EXERCISE:
Please turn the lines in the entries below, from the line with "For each <instance> block, output" to the line with "positive clicks: (766, 223) (783, 197)", into a Markdown table with the columns Row and Line, leaving out blank lines.

═════ DATASET EXTRACT

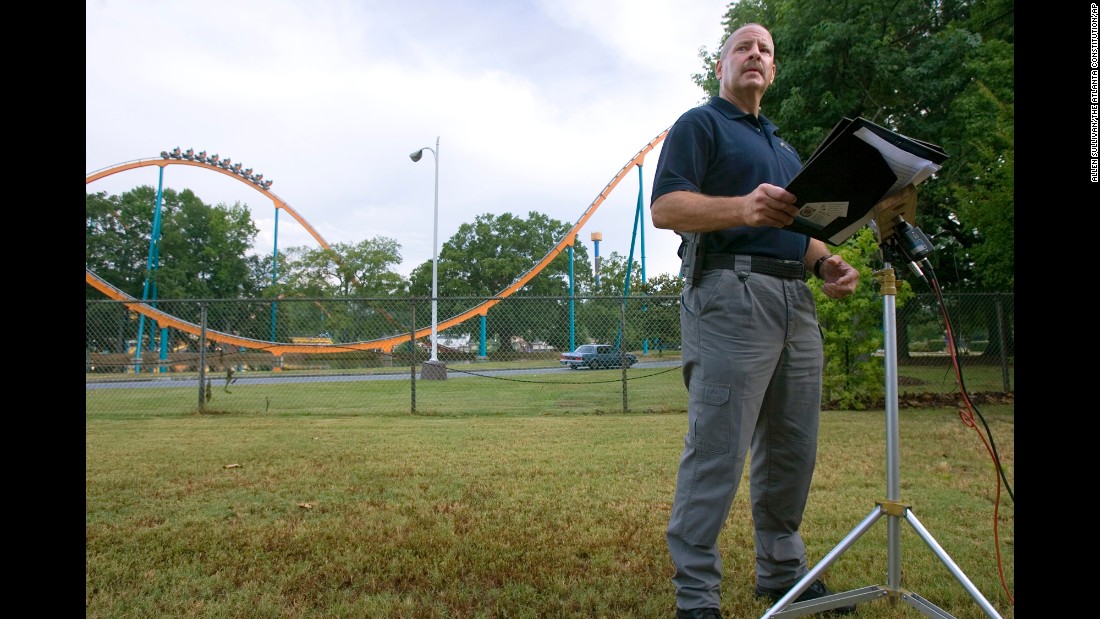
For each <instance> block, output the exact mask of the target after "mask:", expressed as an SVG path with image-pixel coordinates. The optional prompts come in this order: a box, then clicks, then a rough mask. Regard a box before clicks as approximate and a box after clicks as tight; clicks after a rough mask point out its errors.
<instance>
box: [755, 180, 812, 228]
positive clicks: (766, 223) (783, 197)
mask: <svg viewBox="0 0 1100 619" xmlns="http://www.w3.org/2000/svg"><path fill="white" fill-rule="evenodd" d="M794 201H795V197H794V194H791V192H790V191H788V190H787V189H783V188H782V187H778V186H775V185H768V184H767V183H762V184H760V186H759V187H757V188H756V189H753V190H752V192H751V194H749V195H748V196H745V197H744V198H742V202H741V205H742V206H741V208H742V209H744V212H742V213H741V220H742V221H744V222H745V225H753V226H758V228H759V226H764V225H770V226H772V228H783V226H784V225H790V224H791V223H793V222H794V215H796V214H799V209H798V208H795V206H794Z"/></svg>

══════════
═════ DATASET EXTRACT

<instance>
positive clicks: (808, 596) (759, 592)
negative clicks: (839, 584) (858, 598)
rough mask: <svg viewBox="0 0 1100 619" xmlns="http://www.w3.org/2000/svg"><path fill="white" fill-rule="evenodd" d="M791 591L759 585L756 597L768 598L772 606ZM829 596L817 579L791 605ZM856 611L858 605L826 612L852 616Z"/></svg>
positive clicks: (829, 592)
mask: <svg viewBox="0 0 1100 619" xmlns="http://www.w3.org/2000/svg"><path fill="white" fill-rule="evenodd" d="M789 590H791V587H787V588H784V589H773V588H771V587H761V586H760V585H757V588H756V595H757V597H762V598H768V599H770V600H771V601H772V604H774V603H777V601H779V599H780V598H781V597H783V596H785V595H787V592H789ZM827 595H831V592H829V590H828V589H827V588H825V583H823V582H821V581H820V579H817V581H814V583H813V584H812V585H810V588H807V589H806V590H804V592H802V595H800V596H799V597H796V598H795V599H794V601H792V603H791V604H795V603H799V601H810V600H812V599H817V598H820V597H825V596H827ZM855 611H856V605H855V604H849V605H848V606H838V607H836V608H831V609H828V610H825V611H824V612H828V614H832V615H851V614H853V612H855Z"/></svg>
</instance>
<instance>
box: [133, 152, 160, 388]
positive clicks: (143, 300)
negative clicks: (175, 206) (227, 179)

══════════
═════ DATASET EXTRACT

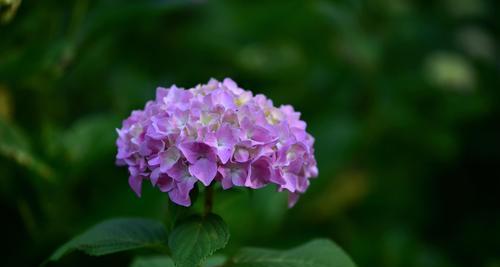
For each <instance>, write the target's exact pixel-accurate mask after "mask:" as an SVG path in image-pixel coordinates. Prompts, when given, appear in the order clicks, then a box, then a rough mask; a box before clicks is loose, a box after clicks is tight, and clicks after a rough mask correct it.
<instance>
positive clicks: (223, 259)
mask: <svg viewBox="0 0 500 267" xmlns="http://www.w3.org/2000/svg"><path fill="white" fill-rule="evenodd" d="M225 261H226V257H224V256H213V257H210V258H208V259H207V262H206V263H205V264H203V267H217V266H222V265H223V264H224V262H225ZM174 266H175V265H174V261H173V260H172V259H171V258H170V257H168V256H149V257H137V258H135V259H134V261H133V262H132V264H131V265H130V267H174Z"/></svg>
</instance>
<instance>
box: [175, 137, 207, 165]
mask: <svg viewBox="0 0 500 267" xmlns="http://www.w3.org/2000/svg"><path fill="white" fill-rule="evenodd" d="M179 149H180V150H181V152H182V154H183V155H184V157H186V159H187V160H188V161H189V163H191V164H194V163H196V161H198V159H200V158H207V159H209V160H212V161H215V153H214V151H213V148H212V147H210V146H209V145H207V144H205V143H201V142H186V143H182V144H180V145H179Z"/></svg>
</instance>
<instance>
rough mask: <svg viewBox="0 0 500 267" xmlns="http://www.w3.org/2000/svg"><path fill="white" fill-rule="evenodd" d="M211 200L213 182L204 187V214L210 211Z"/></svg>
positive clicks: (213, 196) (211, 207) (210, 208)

══════════

WRITTEN REPLY:
| Row | Line |
|---|---|
| 1 | For each <instance> block, output the exact mask of the target after "mask:", expressed as an SVG path with image-pixel coordinates. The optional prompts come in this order: a box, then clicks, then a rough mask. Regard a box before clicks as approximate and a box after clicks as tight; clicks after a rough mask point out its errors. |
| 2 | <instance> |
| 3 | box: [755, 180, 812, 228] |
| 4 | positive clicks: (766, 223) (783, 197) |